##### ТЕКСТ ДЛЯ ЧТЕНИЯ #####

В Большом театре прошла серия премьерных спектаклей «Зимняя сказка». Балет англичанина Кристофера Уилдона на специально написанную для него музыку Джоби Тэлбота был поставлен по одной из последних пьес Уильяма Шекспира в лондонском Королевском балете 5 лет назад и после большого успеха, сопутствовавшего этому произведению на премьере в Ковент-Гардене, был перенесен на другие мировые балетные сцены. Теперь этот балет и в репертуаре Большого театра.Шекспировская пьеса «Зимняя сказка» в российском театре ставится крайне редко и известна нашим театралам в основном по постановкам английского режиссера Деклана Доннеллана. Последний раз в Москве вместе со своим театром «Чик Бай Джаул» Доннеллан показывал эту шекспировскую пьесу на Чеховском фестивале два года назад.
За постановку этого балета в Лондоне Уилдон взялся после громкого успеха его полномасштабного балета «Алиса в Стране чудес», почти одновременно со своей постановкой на Бродвее «Американец в Париже», и такой опыт работы ему явно пригодился при распутывании «странностей» одной из самых загадочных шекспировских пьес.
От первоисточника хореограф практически не отступал, последовательно и доходчиво изложив запутанный сюжет. Разве что сократил некоторые важные у Шекспира сцены, например, линию бродяги Автолика, собственно, и делающей довольно мрачную, особенно в первом действии, «Зимнюю сказку» трагикомедией.

##### ПРЕДОСТАВЛЕННЫЕ ДАННЫЕ #####

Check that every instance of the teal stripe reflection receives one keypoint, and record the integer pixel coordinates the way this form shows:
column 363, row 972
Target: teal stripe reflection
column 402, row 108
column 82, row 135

#####

## ЧТО НУЖНО СДЕЛАТЬ
Выведите без изменений фрагмент текста о балете «Зимняя сказка» от слов «В Большом театре» до слов «два года назад.».

## РЕЗУЛЬТАТ ВЫПОЛНЕНИЯ
В Большом театре прошла серия премьерных спектаклей «Зимняя сказка». Балет англичанина Кристофера Уилдона на специально написанную для него музыку Джоби Тэлбота был поставлен по одной из последних пьес Уильяма Шекспира в лондонском Королевском балете 5 лет назад и после большого успеха, сопутствовавшего этому произведению на премьере в Ковент-Гардене, был перенесен на другие мировые балетные сцены. Теперь этот балет и в репертуаре Большого театра.Шекспировская пьеса «Зимняя сказка» в российском театре ставится крайне редко и известна нашим театралам в основном по постановкам английского режиссера Деклана Доннеллана. Последний раз в Москве вместе со своим театром «Чик Бай Джаул» Доннеллан показывал эту шекспировскую пьесу на Чеховском фестивале два года назад.